[Dataset excerpt]
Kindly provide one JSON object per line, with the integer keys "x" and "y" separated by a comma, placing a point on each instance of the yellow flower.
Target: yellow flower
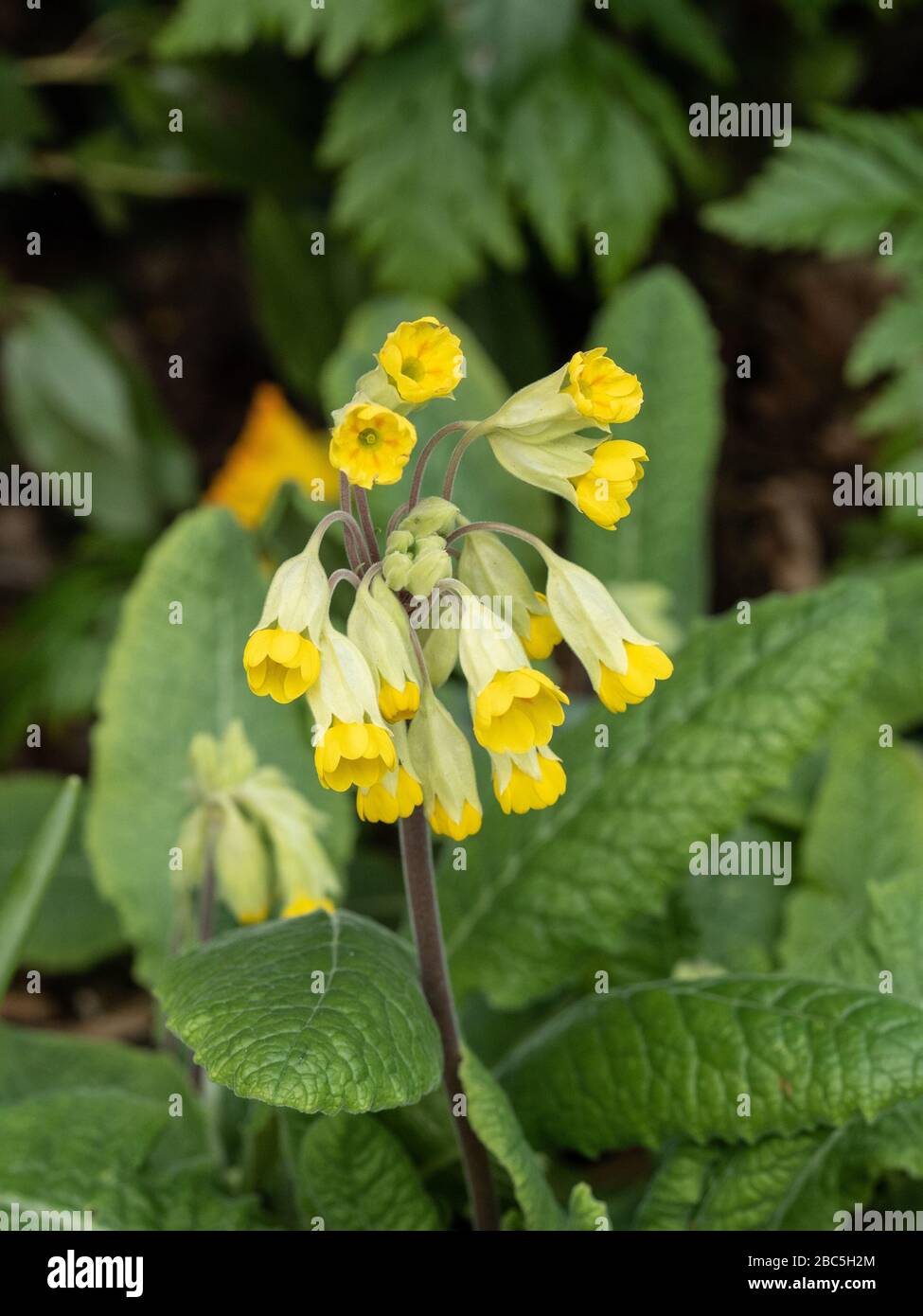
{"x": 443, "y": 824}
{"x": 395, "y": 796}
{"x": 274, "y": 446}
{"x": 353, "y": 755}
{"x": 516, "y": 711}
{"x": 423, "y": 360}
{"x": 371, "y": 445}
{"x": 523, "y": 786}
{"x": 544, "y": 633}
{"x": 398, "y": 705}
{"x": 602, "y": 391}
{"x": 306, "y": 904}
{"x": 603, "y": 492}
{"x": 280, "y": 664}
{"x": 647, "y": 664}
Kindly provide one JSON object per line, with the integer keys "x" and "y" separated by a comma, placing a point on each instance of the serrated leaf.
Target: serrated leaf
{"x": 356, "y": 1175}
{"x": 164, "y": 684}
{"x": 27, "y": 886}
{"x": 494, "y": 1121}
{"x": 74, "y": 927}
{"x": 653, "y": 1062}
{"x": 544, "y": 894}
{"x": 249, "y": 1007}
{"x": 623, "y": 196}
{"x": 423, "y": 205}
{"x": 657, "y": 327}
{"x": 339, "y": 27}
{"x": 836, "y": 191}
{"x": 482, "y": 487}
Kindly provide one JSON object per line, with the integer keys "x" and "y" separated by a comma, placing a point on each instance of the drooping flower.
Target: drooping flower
{"x": 441, "y": 756}
{"x": 524, "y": 782}
{"x": 371, "y": 444}
{"x": 603, "y": 491}
{"x": 622, "y": 664}
{"x": 274, "y": 446}
{"x": 380, "y": 628}
{"x": 602, "y": 391}
{"x": 352, "y": 744}
{"x": 423, "y": 360}
{"x": 515, "y": 708}
{"x": 280, "y": 657}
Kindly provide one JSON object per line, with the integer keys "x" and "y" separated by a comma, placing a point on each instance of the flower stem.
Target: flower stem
{"x": 420, "y": 886}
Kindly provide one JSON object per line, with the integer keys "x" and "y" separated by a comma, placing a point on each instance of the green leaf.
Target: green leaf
{"x": 73, "y": 928}
{"x": 659, "y": 328}
{"x": 164, "y": 684}
{"x": 423, "y": 205}
{"x": 357, "y": 1177}
{"x": 286, "y": 279}
{"x": 263, "y": 1024}
{"x": 647, "y": 1063}
{"x": 544, "y": 894}
{"x": 836, "y": 191}
{"x": 104, "y": 1151}
{"x": 494, "y": 1120}
{"x": 499, "y": 43}
{"x": 681, "y": 29}
{"x": 780, "y": 1183}
{"x": 88, "y": 429}
{"x": 339, "y": 29}
{"x": 482, "y": 487}
{"x": 24, "y": 890}
{"x": 623, "y": 195}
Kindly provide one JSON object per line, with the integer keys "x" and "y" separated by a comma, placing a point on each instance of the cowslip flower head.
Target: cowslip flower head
{"x": 623, "y": 665}
{"x": 423, "y": 360}
{"x": 371, "y": 444}
{"x": 352, "y": 744}
{"x": 514, "y": 707}
{"x": 524, "y": 782}
{"x": 378, "y": 627}
{"x": 488, "y": 569}
{"x": 274, "y": 448}
{"x": 280, "y": 657}
{"x": 603, "y": 491}
{"x": 398, "y": 793}
{"x": 441, "y": 756}
{"x": 600, "y": 390}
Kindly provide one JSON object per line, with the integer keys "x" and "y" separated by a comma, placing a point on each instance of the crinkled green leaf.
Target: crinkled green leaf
{"x": 164, "y": 684}
{"x": 494, "y": 1121}
{"x": 356, "y": 1175}
{"x": 544, "y": 894}
{"x": 317, "y": 1013}
{"x": 653, "y": 1062}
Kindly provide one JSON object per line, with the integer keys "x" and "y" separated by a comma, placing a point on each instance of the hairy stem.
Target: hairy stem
{"x": 420, "y": 886}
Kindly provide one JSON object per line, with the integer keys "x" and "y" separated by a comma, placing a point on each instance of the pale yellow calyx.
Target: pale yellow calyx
{"x": 423, "y": 360}
{"x": 600, "y": 390}
{"x": 603, "y": 492}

▶ _Given exercise_
Write out all the lines above again, swapping every "Kindly" for "Please" and leaving everything else the same. Omit the pictures.

▶ _Reply_
Please provide one JSON object per line, with the integer keys "x" and "y" separated by a comma, placing a point on each instance of the yellow flower.
Target: yellow flower
{"x": 443, "y": 824}
{"x": 395, "y": 796}
{"x": 274, "y": 446}
{"x": 353, "y": 755}
{"x": 516, "y": 711}
{"x": 423, "y": 360}
{"x": 371, "y": 445}
{"x": 523, "y": 786}
{"x": 544, "y": 633}
{"x": 398, "y": 705}
{"x": 602, "y": 391}
{"x": 306, "y": 904}
{"x": 603, "y": 492}
{"x": 280, "y": 664}
{"x": 647, "y": 664}
Please provide one JSON object per line, with the integer keys "x" and "y" separated by a comma, placing a point on each instance of the serrated leaf.
Target: serrated leaf
{"x": 356, "y": 1175}
{"x": 164, "y": 684}
{"x": 27, "y": 886}
{"x": 494, "y": 1121}
{"x": 74, "y": 927}
{"x": 653, "y": 1062}
{"x": 544, "y": 894}
{"x": 249, "y": 1007}
{"x": 623, "y": 196}
{"x": 423, "y": 205}
{"x": 657, "y": 327}
{"x": 339, "y": 27}
{"x": 836, "y": 191}
{"x": 482, "y": 487}
Please provide one JSON object per line, with the integer keys "x" and "y" separated by a comma, placing a point on each instance of the drooping flower.
Target: drooping flower
{"x": 441, "y": 756}
{"x": 524, "y": 782}
{"x": 371, "y": 444}
{"x": 603, "y": 491}
{"x": 622, "y": 664}
{"x": 274, "y": 446}
{"x": 380, "y": 628}
{"x": 602, "y": 391}
{"x": 352, "y": 744}
{"x": 423, "y": 360}
{"x": 515, "y": 708}
{"x": 280, "y": 657}
Please provide one JSON object per line, with the integer keys "x" and "y" separated by a comma, placing a point on each instance of the flower stem.
Target: flower stem
{"x": 420, "y": 886}
Please provide one JSON object per line, with the integer keys "x" and "y" separated by a comma, placing a point on each instance of the green leaf.
Target: green leaf
{"x": 73, "y": 928}
{"x": 659, "y": 328}
{"x": 164, "y": 684}
{"x": 423, "y": 205}
{"x": 357, "y": 1177}
{"x": 286, "y": 279}
{"x": 263, "y": 1024}
{"x": 647, "y": 1063}
{"x": 544, "y": 894}
{"x": 836, "y": 191}
{"x": 104, "y": 1151}
{"x": 494, "y": 1120}
{"x": 499, "y": 43}
{"x": 681, "y": 29}
{"x": 780, "y": 1183}
{"x": 88, "y": 429}
{"x": 339, "y": 29}
{"x": 482, "y": 487}
{"x": 24, "y": 890}
{"x": 623, "y": 195}
Please provide one JSON object per line, with the integer keys "x" and "y" separated by a comma, placing a point on each instance of the cowslip flower head.
Target: cowslip flower head
{"x": 623, "y": 665}
{"x": 423, "y": 360}
{"x": 371, "y": 444}
{"x": 352, "y": 744}
{"x": 514, "y": 707}
{"x": 524, "y": 782}
{"x": 378, "y": 627}
{"x": 488, "y": 569}
{"x": 274, "y": 448}
{"x": 280, "y": 657}
{"x": 603, "y": 491}
{"x": 398, "y": 793}
{"x": 441, "y": 756}
{"x": 600, "y": 390}
Please provide one JSON object per line, with the integer keys "x" and "y" separated by a comma, placing a point on each instance of the crinkled green leaf.
Target: crinkled green leaf
{"x": 164, "y": 684}
{"x": 494, "y": 1121}
{"x": 356, "y": 1175}
{"x": 544, "y": 894}
{"x": 317, "y": 1013}
{"x": 653, "y": 1062}
Please provide one JSON object per line, with the integer keys "x" and "y" separated by a comma, placing a point on each instance of the hairy stem.
Target: hairy stem
{"x": 420, "y": 886}
Please provide one JSON object per line, with the integer keys "x" and "y" separated by a comma, placing a point on each instance of the pale yellow calyx.
Target: pale yellow calyx
{"x": 423, "y": 360}
{"x": 600, "y": 390}
{"x": 603, "y": 492}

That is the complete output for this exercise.